WWD Time Capsule: Designer Isabel Toledo, in the Height of Her Career, Talks About Her Signature Comfortable but Fitted Designs


WWD Time Capsule

Originally titled “Toledo State of Mind,” this story ran on Jan. 31, 2006.

Shoes first. That’s how Isabel Toledo gets dressed every morning. “It’s just easier that way,” says the designer. “Just like clothes, shoes can really dictate our mood for the day.” Unusual? Perhaps, but Toledo has never been one to take the conventional route.

In the 21 years she’s been in business, Toledo, 45, has established a line with a cult following. Her collections are known to be shapely and neat with discreet details that all make for an idiosyncratic take on chic. Never one to follow trends. Toledo determines her looks each season by assessing her current state of mind. “Sometimes I want wide pants, sometimes I want Jodhpurs,” says the designer, whose Toledo Studio is the most recent winner of the Cooper Hewitt National Design Award for Fashion.

For fall, Toledo is feeling moody inspired by paintings that were done in 1989 by her husband famed illustrator Ruben Toledo (“imaginary Spanish Inquisition family portraits” is how he describes his works), the collection features sumptuous fabrics, many of them two-toned, worked to fit very curvy shapes.

“This collection is alI about dark shadows,” the designer says. ”But not ‘spooky castle’ dark. It’s more like ‘spooky forest.’” The “natural element,” she adds, is what keeps the line humble and approachable. “It’s very important to me that things be friendly. I like clothes that look like you’ve had them for a while.”

EXERCISE INSTRUCTIONS
Copy the Isabel Toledo profile from "Shoes first. That’s" to "the conventional route.", swapping "every morning" for "each morning". The entries that come next are separate from the Isabel Toledo profile.

STUDY MATERIAL

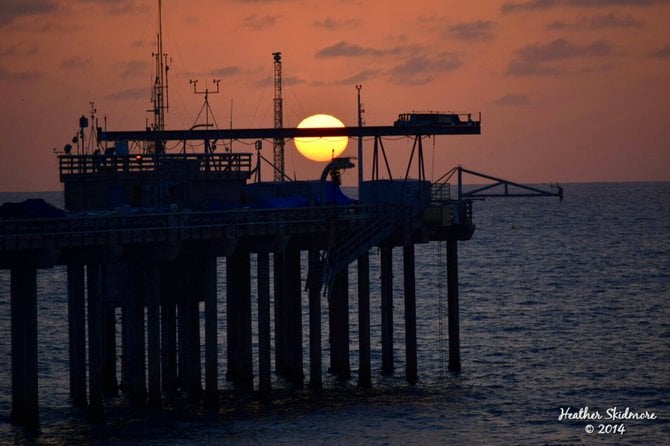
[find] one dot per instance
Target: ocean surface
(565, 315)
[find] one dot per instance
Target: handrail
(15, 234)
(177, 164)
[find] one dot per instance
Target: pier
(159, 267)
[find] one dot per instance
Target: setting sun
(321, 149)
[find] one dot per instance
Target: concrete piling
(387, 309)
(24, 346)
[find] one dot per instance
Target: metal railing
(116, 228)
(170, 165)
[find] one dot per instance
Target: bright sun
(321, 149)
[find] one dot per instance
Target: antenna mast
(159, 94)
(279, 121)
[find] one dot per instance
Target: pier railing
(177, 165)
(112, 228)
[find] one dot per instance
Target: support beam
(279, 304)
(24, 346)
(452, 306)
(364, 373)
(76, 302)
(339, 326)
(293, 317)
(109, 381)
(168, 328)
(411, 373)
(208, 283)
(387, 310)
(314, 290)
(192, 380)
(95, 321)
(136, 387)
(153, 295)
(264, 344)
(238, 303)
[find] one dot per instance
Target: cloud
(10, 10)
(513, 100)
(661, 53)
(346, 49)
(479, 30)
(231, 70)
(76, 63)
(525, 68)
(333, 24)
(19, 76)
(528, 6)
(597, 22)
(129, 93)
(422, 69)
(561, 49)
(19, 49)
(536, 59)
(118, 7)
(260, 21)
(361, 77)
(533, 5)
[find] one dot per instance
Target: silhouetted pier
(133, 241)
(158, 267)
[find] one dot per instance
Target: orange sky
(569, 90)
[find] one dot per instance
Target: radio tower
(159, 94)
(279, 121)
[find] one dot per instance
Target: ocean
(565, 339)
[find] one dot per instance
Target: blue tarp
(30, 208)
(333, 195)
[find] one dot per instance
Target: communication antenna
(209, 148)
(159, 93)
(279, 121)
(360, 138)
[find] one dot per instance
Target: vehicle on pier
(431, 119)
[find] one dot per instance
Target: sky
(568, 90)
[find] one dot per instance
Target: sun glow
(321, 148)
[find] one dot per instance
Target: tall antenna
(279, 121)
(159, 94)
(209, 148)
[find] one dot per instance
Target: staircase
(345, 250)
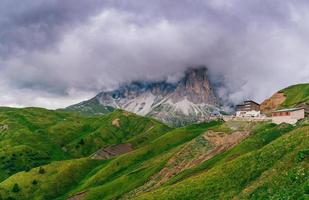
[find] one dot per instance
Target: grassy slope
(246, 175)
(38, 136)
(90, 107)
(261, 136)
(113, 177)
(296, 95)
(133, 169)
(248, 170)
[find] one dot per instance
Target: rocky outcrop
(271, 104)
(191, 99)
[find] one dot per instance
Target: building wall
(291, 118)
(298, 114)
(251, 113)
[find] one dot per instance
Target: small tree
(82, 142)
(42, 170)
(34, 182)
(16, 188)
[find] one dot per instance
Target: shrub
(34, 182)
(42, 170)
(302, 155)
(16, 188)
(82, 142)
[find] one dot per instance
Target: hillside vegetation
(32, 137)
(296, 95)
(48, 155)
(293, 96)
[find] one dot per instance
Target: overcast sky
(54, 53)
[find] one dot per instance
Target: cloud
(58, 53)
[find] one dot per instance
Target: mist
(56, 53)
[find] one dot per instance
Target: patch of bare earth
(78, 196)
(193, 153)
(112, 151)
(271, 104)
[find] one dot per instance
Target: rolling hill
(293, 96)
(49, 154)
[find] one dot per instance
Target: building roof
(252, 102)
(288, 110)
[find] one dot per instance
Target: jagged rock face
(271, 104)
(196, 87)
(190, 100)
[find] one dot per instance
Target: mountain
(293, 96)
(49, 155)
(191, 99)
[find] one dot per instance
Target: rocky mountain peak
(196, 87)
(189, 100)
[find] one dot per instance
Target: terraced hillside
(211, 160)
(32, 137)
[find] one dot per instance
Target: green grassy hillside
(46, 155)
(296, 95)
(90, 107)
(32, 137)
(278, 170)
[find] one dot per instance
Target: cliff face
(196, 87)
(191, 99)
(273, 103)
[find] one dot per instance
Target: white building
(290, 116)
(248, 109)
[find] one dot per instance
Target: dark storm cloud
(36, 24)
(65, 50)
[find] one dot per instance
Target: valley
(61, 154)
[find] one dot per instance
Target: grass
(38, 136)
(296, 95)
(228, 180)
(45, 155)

ANSWER FOR THIS EXERCISE
Shoes first. That’s how Isabel Toledo gets dressed each morning. “It’s just easier that way,” says the designer. “Just like clothes, shoes can really dictate our mood for the day.” Unusual? Perhaps, but Toledo has never been one to take the conventional route.